- **WRITTEN TASKS**:
1. Do these statements agree with the urban homesteading excerpt? For each, answer yes or no and quote the deciding words. (a) Gardeners are meant to choose either sheet mulching or double-digging, not both. (b) Double digging can follow sheet mulching to raise the garden's yield. (c) The book came out from Skyhorse Publishing in 2011.
2. Could you write the next part of the urban homesteading excerpt on sheet mulching and double-digging, starting right after its final sentence?

- **EXTRACT TO READ**:
§

“Urban Homesteading” is a must-have handbook for city folk with a passion for the simple life. Readers will find concise how–to information that they can immediately set into practice, from making solar cookers and growing tomatoes in a pot to raising chickens on a tiny plot and maintaining the mental serenity of country life in the fast–paced city environment.
Photo Courtesy Skyhorse Publishing
Across the country, city dwellers are taking part in the urban homesteading movement by ripping up their lawns and installing food-producing gardens. In Urban Homesteading: Heirloom Skills for Sustainable Living(Skyhorse Publishing, 2011), authors Rachel Kaplan and K. Ruby Blume explain how two gardens soil preparation techniques, sheet mulching and double digging, can transform a bare yard into a new garden with great yield. This excerpt is taken from the Chapter “Urban Dirt Farmer.”
Two Methods of Garden Bed Prep: Sheet Mulching and Double-Digging
There are many ways to start a garden, even on a spot that has never been gardened before. If you have a patch of bare land, or a bit of lawn, you can reclaim and redesign it as a food, herb or flower growing landscape. Sheet mulching and double-digging are two methods for reclaiming the land for growing. They tend to the soil in different ways but don’t think of them as an either-or proposition. Sheet mulching can be used to quickly transform a lawn or bare yard in a garden. Double digging can be used subsequently to increase the yield and productivity of the garden. Using both methods will be the most thorough way to prepare whatever soil you’ve got.

§

- **STORED ROWS**:
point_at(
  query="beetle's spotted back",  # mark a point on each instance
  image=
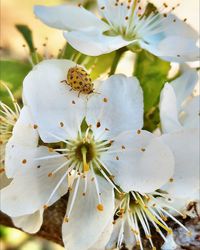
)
(79, 80)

§

- **OUTPUTS BY TASK**:
1.
(a) No: "They tend to the soil in different ways but don’t think of them as an either-or proposition."
(b) Yes: "Double digging can be used subsequently to increase the yield and productivity of the garden."
(c) Yes: "(Skyhorse Publishing, 2011)"

2.
The front lawn must go the way of the dodo. No longer will we spend our time in submission to the manicured lawn, wasting water and energy. Turn your lawn into your lunch! Sheet mulching reclaims the lawn with an organic “lasagna” of cardboard, compost, and mulch. This is a low-effort way to create a garden bed while adding fertility to the soil. You can do this project in an afternoon with some friends.
Easy Sheet Mulch Recipe
After a rain, or in the morning after one hour of watering, lay down 2 to 3 overlapping layers of cardboard, 3 to 5 inches of compost, and 8 to 12 inches of tree mulch. For every 100 square feet that you are covering, you will need 1 to 2 cubic yards of compost, and 3 to 4 cubic yards of mulch.
You can sheet mulch any time, but the best time to do it is in the fall, or before your biggest rainy season. You want your sheet mulch to get nice and wet so the worms will come up and do the rest of the work for you.
Materials for Sheet-Mulching
Cardboard: The cardboard smothers out all the weeds and provides a foundation for your sheet mulch. Get the largest pieces possible. Try looking behind furniture stores or bike shops and driving around to the more industrial parts of town to scavenge cardboard. Remove all the staples and tape and use brown cardboard if you can find it. Layer your cardboard, making sure to overlap the edges. This is important if you are trying to get rid of grass or other noxious weeds. Two layers will work, but for particularly tenacious or noxious weeds use three.
Compost: In some places, the best resource for compost is the dump, where the green garbage materials collected at the curb are turned into compost and sold back to the consumer. If you don’t live in an area that has this kind of program, see if you can find a nearby farm that will sell (or give) you well-composted horse manure. As a last resort, buy compost in bags at the garden supply store, but it will cost you a lot to do this project that way. A cubic yard is a lot of compost. A regular pick-up truck with normal suspension can probably handle half a yard at a time.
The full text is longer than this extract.